Start of MATERIALS PROVIDED

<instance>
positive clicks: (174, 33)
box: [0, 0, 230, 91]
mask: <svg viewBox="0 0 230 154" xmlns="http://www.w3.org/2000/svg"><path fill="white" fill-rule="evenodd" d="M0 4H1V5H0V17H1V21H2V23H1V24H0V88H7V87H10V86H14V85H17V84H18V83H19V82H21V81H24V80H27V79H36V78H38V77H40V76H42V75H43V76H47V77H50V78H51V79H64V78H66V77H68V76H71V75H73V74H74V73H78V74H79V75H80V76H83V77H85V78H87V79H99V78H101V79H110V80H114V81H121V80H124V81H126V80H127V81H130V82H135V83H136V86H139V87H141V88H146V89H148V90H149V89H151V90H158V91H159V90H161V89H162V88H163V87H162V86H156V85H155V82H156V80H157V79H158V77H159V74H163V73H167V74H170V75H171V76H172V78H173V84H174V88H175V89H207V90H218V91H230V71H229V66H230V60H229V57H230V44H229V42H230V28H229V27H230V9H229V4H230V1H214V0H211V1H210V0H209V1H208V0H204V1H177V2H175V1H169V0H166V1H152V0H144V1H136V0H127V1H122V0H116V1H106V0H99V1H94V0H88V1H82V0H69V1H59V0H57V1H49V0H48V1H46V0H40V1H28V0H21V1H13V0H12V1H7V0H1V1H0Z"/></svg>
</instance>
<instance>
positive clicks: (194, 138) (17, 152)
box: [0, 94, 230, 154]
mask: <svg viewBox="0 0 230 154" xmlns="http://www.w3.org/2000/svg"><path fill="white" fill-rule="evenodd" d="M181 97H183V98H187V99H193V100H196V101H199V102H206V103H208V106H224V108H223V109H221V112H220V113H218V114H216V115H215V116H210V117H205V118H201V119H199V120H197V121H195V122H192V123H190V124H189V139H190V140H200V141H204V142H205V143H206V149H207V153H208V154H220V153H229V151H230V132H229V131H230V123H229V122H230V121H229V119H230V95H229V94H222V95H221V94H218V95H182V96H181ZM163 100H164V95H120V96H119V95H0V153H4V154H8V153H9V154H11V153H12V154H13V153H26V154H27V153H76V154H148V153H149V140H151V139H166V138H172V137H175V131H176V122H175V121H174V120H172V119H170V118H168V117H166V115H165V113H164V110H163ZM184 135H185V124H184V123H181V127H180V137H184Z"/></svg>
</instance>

End of MATERIALS PROVIDED

• ACTIVITY: Every record needs to be written out again, exactly as it was given.

• YOUR RESPONSE:
<instance>
positive clicks: (174, 33)
box: [0, 0, 230, 91]
mask: <svg viewBox="0 0 230 154" xmlns="http://www.w3.org/2000/svg"><path fill="white" fill-rule="evenodd" d="M0 4H1V5H0V17H1V21H2V23H1V24H0V88H7V87H10V86H14V85H17V84H18V83H19V82H21V81H24V80H27V79H36V78H38V77H40V76H42V75H43V76H47V77H50V78H51V79H64V78H66V77H68V76H71V75H73V74H74V73H78V74H79V75H80V76H83V77H85V78H87V79H99V78H101V79H110V80H114V81H121V80H124V81H126V80H127V81H130V82H135V83H136V86H139V87H141V88H146V89H148V90H149V89H151V90H158V91H159V90H161V89H162V88H163V87H162V86H156V85H155V82H156V80H157V79H158V77H159V74H163V73H167V74H170V75H171V76H172V78H173V84H174V88H175V89H207V90H218V91H230V71H229V66H230V60H229V57H230V44H229V42H230V28H229V27H230V9H229V4H230V1H214V0H211V1H210V0H209V1H208V0H204V1H177V2H175V1H169V0H166V1H152V0H144V1H136V0H127V1H122V0H116V1H106V0H99V1H94V0H88V1H82V0H69V1H59V0H57V1H49V0H48V1H46V0H40V1H28V0H21V1H13V0H12V1H7V0H1V1H0Z"/></svg>
</instance>
<instance>
positive clicks: (194, 138) (17, 152)
box: [0, 94, 230, 154]
mask: <svg viewBox="0 0 230 154" xmlns="http://www.w3.org/2000/svg"><path fill="white" fill-rule="evenodd" d="M181 97H183V98H187V99H193V100H196V101H199V102H206V103H208V106H224V108H223V109H221V112H220V113H218V114H216V115H215V116H210V117H205V118H201V119H199V120H197V121H195V122H192V123H190V124H189V139H190V140H200V141H204V142H205V143H206V149H207V153H208V154H220V153H229V151H230V132H229V131H230V123H229V122H230V121H229V119H230V95H229V94H222V95H221V94H218V95H182V96H181ZM163 100H164V95H120V96H119V95H0V153H4V154H8V153H9V154H11V153H12V154H13V153H26V154H27V153H76V154H148V153H149V140H151V139H166V138H172V137H175V131H176V122H175V121H174V120H172V119H170V118H168V117H166V115H165V113H164V110H163ZM184 135H185V124H184V123H181V127H180V137H184Z"/></svg>
</instance>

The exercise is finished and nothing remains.